====== RECORDS SUPPLIED

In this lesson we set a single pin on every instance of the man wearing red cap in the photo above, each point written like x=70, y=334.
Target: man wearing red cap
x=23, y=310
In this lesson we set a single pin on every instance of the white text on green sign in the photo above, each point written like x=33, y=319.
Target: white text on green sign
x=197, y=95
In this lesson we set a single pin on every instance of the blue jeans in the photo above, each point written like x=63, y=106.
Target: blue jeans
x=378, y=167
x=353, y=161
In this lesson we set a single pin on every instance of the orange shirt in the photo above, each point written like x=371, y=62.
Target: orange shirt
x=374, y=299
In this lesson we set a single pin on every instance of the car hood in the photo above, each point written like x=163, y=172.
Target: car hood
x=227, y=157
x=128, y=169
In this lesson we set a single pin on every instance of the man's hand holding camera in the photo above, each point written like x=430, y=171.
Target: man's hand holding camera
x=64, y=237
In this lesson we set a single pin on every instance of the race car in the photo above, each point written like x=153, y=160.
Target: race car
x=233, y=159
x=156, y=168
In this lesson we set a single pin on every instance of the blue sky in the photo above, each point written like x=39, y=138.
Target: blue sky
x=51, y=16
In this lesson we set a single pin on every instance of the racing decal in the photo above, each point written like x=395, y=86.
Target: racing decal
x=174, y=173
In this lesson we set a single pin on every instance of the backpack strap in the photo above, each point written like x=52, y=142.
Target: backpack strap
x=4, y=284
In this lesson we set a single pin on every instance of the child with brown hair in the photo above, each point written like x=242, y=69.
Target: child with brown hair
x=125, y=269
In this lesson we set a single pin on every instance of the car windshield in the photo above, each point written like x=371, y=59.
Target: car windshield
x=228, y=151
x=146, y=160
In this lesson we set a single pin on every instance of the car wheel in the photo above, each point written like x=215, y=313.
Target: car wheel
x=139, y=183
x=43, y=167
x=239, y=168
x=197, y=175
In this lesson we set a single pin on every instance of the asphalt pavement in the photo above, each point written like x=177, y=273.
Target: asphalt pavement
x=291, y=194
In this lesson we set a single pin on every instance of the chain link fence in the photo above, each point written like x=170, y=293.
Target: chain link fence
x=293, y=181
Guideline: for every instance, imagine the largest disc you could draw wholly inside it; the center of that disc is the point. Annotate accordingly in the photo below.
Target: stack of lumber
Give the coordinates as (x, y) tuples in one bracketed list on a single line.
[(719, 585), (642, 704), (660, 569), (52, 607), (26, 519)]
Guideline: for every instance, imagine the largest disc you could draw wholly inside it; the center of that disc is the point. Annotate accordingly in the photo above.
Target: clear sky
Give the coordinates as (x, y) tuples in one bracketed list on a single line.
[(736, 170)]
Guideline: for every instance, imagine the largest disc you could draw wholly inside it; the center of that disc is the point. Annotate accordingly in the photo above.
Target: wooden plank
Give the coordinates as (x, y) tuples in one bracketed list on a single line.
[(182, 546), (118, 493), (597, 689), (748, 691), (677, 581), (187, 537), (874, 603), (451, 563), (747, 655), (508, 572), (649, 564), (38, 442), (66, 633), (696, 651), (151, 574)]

============

• [GOAL]: From the line that contains "like x=170, y=293." to the last line of the material above, repeat every line exactly, keeping both the first and the last.

• [COMPLETED EXERCISE]:
In this lesson we set a single pin on every instance of the chain link fence in the photo above, each point written like x=170, y=293.
Target: chain link fence
x=293, y=181
Guideline: for every instance, imagine the largest disc you could draw wholly inside it; the center of that disc is the point. Annotate accordingly in the photo below.
Target: stack of lumber
Give the coordinates as (x, y) tuples in one bracketed list on a single line.
[(719, 585), (642, 704), (660, 569), (52, 607), (26, 519)]
Guideline: for every instance, imagine the largest disc you could draw wholly inside it; the center of that disc is the point. Annotate accordingly in the photo above.
Target: clear sky
Give the coordinates as (x, y) tuples in one bracketed list on a single line.
[(736, 170)]
Guideline: for every instance, imagine the largest disc you could draw wholly inside it; the center of that disc is the point. Annotate accordingly in the photo above.
Target: wooden plank
Give the coordinates as (x, y) tuples in one bracketed list on a single line.
[(182, 546), (118, 493), (597, 689), (748, 691), (677, 581), (187, 537), (874, 603), (451, 563), (747, 655), (508, 572), (649, 564), (38, 442), (66, 633), (696, 651), (151, 574)]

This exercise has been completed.